Task goal: Copy word for word the passage of the text on bad movies starting at "Big-budget movies tend" and ending at "came to be.".

Page:

■ ■ ■ ■ ■ ■ ■

Well, I do notice we mostly use "bad movie" here to mean one of two things:

1. The special effects failures, bad writing, and bad acting due to the low budget and no-name cast and crew kept this film from being popular/financially successful.

2. Despite a nice big budget, lots of famous and talented actors, and a really top-notch crew writing, directing, and producing it, the movie was painful to watch.


Big-budget movies tend to have an advantage over the low-to-no-budget movies in being watchable simply because money is a powerful motivator for talented actors to exercise their talents. Case in point: Star Wars might not have been such a big hit if not for Alec Guiness, who didn't think much of the story and just wanted a paycheck, and Harrison Ford, who also just wanted a paycheck and really didn't like the character of Han Solo very much. A nice fat paycheck for each of them helped make the franchise the incredible success it came to be.

Low-budget movies, by contrast, are always hit-or-miss with a lot more missing than hitting for the simple reason that they don't have the money to motivate people that way. When they're good or at least fun to watch, it's almost always because the writers, directors, producers, and actors (often one person doing several of these jobs at once) managed to motivate themselves enough by some other means to turn in a good performance anyway.

Certainly, if I know the movie I'm seeing is high-budget or low-budget, I do come to it with different expectations. If it's high-budget, I expect to see a lot of that money up there on the screen: glamorous actors, lots of amazing special effects, a well-honed script from a well-known writer, and lots of talent all around. Failure in any of these areas is a lot more noticeable simply because I know the people in charge had the means to hire the best people for each of these jobs, and if people aren't doing their jobs, one has to wonder why anyone is paying them.

■ ■ ■ ■ ■ ■ ■

Records:

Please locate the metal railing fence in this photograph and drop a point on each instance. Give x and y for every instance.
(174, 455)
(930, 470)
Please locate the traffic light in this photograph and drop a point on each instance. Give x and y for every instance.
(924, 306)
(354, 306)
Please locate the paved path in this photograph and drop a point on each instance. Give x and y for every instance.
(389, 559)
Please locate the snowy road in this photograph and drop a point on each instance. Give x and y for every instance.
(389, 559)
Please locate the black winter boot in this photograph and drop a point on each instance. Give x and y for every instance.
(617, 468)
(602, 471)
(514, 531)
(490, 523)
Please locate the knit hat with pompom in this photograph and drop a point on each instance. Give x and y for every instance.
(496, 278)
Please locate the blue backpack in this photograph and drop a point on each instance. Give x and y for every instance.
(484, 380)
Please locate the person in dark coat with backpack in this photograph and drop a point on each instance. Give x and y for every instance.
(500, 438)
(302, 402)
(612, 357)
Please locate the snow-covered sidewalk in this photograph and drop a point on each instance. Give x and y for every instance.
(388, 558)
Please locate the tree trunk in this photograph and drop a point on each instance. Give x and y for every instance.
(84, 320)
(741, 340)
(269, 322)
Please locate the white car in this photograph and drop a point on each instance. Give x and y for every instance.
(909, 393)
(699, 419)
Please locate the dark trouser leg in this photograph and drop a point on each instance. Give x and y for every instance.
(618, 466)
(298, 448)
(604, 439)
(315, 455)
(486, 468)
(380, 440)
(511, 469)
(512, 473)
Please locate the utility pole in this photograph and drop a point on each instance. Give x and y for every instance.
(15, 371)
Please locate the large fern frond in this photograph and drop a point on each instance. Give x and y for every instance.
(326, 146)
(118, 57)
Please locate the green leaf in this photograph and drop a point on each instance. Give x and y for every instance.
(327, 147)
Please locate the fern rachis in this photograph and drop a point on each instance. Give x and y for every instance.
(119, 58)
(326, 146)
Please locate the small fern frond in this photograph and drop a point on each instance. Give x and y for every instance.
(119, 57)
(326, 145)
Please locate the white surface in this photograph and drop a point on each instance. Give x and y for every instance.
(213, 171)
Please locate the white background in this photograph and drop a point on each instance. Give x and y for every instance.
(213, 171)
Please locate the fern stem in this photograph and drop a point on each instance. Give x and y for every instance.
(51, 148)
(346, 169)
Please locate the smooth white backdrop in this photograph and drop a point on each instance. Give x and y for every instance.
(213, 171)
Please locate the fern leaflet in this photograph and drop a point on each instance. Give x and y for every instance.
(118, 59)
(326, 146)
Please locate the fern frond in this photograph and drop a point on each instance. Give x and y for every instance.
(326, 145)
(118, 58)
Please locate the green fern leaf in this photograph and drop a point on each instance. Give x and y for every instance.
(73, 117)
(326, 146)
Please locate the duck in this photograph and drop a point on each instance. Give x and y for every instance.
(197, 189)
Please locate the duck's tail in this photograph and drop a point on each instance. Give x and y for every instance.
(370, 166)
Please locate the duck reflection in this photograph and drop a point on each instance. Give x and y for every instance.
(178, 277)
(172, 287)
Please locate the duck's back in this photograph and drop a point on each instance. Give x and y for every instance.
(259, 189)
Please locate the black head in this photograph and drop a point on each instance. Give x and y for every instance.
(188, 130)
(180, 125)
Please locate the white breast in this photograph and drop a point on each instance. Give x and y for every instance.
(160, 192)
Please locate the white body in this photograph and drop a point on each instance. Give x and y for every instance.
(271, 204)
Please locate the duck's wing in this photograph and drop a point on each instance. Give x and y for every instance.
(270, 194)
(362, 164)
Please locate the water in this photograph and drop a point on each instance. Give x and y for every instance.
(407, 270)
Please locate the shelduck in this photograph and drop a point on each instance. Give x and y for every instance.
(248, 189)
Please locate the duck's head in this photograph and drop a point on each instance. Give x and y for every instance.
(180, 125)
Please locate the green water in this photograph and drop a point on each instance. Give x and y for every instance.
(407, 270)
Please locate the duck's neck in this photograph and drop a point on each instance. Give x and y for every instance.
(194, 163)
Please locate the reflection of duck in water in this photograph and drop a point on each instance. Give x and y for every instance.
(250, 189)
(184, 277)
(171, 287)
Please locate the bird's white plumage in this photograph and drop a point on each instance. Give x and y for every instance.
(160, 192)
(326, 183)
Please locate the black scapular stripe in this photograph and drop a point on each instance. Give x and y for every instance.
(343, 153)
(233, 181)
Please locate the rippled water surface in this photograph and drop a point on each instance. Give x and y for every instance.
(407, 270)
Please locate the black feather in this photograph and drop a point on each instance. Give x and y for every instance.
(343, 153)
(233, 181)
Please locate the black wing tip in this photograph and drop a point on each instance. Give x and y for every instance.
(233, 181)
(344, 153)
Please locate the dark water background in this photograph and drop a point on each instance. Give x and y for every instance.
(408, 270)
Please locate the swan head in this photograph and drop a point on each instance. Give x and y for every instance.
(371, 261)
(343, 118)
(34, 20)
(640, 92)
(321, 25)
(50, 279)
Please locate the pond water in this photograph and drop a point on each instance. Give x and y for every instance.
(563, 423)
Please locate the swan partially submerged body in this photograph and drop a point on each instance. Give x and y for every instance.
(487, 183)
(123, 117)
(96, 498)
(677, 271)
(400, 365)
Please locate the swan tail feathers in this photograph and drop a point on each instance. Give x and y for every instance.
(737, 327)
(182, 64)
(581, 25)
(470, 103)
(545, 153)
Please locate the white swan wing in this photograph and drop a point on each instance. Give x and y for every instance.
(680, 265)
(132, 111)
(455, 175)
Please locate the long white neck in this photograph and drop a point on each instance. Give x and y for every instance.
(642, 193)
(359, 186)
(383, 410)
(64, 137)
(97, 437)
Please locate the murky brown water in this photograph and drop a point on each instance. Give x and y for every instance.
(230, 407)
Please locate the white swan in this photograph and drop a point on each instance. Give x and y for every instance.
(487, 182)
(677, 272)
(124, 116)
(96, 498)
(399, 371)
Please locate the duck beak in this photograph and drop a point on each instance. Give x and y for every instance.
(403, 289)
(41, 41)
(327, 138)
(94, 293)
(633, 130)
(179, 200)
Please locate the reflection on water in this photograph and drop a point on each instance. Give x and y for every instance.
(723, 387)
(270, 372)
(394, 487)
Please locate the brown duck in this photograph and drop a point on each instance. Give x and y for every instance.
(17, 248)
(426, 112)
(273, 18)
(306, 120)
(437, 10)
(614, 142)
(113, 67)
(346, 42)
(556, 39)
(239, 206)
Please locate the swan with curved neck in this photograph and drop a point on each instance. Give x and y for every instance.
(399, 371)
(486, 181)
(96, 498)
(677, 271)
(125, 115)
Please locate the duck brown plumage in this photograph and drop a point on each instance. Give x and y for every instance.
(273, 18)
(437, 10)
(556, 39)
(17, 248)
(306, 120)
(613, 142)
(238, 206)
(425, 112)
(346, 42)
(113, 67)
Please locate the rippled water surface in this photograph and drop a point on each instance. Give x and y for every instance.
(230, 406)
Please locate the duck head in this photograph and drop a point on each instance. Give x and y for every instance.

■ ■ ■ ■ ■ ■ ■

Task output:
Big-budget movies tend to have an advantage over the low-to-no-budget movies in being watchable simply because money is a powerful motivator for talented actors to exercise their talents. Case in point: Star Wars might not have been such a big hit if not for Alec Guiness, who didn't think much of the story and just wanted a paycheck, and Harrison Ford, who also just wanted a paycheck and really didn't like the character of Han Solo very much. A nice fat paycheck for each of them helped make the franchise the incredible success it came to be.